▶ [DOCUMENT SEGMENT]

Emerita Professor Vera Morgan

School of Population Health and Global Health

"Embrace change if it thrusts itself upon you. You may be surprised what opens up for you."

Professor Vera Morgan is Head, Neuropsychiatric Epidemiology Research Unit in the UWA School of Population and Global Health and Adjunct Professor, Menzies Institute for Medical Research, University of Tasmania. She is a psychiatric epidemiologist with a special interest in schizophrenia and other psychotic disorders. Her cross-disciplinary approach to the study of psychotic illness melds psychiatric, genetic, physical health, sociological and criminological perspectives on cause and course of illness, to help unravel the complex nature of these disorders and improve outcomes for affected people.

Most interesting aspect of my career

In the mid-1990s, most of us had a very negative perspective on outcome in psychotic illness. That has changed remarkably. It has been so encouraging for me as a researcher, let alone for people with lived experience of mental illness, to move away from a sense of hopelessness about their outcomes towards embracing personal recovery.

▶ [INFORMATION SUPPLIED]

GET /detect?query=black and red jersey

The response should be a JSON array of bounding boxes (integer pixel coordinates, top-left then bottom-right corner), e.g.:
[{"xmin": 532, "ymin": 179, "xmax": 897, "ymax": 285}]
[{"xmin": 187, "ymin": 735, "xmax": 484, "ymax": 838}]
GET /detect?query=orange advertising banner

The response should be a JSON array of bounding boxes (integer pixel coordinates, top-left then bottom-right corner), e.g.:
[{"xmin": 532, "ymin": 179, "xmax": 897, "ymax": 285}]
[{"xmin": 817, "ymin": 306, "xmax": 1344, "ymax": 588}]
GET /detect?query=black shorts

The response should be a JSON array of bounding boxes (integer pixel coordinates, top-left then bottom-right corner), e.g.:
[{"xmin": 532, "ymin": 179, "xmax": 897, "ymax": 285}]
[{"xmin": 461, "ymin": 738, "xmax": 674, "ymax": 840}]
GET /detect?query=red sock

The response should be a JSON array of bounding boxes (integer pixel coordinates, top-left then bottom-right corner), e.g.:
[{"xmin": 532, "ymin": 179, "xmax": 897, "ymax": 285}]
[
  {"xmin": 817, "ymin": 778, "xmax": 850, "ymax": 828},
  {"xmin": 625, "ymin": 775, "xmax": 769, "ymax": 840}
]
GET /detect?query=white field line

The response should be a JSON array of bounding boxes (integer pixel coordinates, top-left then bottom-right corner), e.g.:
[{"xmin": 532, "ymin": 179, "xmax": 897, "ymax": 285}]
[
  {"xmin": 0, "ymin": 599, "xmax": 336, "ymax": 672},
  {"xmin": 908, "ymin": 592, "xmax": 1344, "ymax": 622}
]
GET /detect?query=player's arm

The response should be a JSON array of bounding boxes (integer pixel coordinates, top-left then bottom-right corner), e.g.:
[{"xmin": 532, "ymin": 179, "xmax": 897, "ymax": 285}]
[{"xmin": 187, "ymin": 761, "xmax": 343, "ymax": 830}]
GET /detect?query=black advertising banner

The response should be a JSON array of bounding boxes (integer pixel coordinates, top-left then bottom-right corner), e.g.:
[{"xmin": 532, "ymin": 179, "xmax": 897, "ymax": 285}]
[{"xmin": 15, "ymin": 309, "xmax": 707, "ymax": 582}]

==

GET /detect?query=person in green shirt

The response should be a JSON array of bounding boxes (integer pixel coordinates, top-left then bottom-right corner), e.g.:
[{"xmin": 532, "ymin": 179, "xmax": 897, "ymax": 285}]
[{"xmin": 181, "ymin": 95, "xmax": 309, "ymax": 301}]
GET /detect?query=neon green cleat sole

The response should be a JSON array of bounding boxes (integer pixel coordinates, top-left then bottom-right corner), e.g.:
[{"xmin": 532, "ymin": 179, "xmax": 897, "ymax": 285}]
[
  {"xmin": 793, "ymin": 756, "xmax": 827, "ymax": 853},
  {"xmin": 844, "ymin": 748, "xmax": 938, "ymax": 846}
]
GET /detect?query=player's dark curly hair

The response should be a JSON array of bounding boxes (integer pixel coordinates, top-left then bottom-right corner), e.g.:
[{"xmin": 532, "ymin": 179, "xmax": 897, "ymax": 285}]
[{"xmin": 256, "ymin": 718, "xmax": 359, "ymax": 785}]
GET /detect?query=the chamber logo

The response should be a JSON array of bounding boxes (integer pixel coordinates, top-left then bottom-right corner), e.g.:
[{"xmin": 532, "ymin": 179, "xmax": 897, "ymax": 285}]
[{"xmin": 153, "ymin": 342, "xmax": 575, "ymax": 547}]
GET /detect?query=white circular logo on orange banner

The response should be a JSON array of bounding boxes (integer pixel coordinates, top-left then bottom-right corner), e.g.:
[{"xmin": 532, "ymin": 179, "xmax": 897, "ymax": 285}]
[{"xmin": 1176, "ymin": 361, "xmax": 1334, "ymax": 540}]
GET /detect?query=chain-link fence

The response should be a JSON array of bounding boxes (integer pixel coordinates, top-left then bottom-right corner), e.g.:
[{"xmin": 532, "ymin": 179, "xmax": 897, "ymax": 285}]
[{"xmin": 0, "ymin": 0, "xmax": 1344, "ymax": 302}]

---

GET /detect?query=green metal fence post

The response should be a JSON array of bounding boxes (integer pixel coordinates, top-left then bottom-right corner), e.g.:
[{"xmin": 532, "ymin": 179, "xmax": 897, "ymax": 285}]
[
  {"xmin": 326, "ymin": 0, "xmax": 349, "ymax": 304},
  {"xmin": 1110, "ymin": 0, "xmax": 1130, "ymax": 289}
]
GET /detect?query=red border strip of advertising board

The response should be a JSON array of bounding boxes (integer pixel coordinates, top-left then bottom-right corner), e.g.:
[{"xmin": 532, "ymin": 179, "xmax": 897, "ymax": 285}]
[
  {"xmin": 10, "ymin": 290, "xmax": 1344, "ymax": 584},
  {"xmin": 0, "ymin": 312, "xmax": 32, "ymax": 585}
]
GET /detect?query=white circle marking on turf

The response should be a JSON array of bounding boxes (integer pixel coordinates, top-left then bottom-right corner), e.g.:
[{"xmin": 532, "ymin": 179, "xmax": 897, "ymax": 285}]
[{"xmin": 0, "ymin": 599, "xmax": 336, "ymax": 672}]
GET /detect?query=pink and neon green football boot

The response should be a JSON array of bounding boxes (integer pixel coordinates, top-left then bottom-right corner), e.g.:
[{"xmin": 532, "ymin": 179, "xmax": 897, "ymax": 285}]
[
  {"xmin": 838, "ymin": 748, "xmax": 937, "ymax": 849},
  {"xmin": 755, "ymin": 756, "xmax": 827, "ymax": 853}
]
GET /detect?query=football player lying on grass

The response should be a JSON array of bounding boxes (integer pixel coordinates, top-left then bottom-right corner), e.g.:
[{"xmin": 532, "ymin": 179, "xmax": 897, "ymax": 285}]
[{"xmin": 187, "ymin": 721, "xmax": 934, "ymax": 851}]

▶ [ACTION ITEM A] According to the profile of Vera Morgan, why does her study of psychotic illness combine psychiatric, genetic, physical health, sociological and criminological perspectives? Answer in one to three sentences.
▶ [ACTION ITEM B]
Answer these questions from the profile of Vera Morgan:
(i) At which institute and university is she an Adjunct Professor?
(ii) What is her special interest as a psychiatric epidemiologist?
(iii) In what period did most people hold a very negative view of outcome in psychotic illness?
▶ [ACTION ITEM C] Rewrite the paragraph in the profile of Vera Morgan that begins "Professor Vera Morgan is Head" as a short bulleted list, keeping its main facts.

▶ [YOUR SOLUTION A] She combines these perspectives on the cause and course of illness to help unravel the complex nature of psychotic disorders. She also aims to improve outcomes for the people affected by them.

▶ [YOUR SOLUTION B]
(i) The Menzies Institute for Medical Research at the University of Tasmania.
(ii) Schizophrenia and other psychotic disorders.
(iii) The mid-1990s.

▶ [YOUR SOLUTION C]
- Head of the Neuropsychiatric Epidemiology Research Unit, UWA School of Population and Global Health
- Adjunct Professor at the Menzies Institute for Medical Research, University of Tasmania
- Psychiatric epidemiologist with a special interest in schizophrenia and other psychotic disorders
- Uses a cross-disciplinary approach that combines psychiatric, genetic, physical health, sociological and criminological perspectives on the cause and course of illness
- Aims to unravel the complex nature of these disorders and improve outcomes for affected people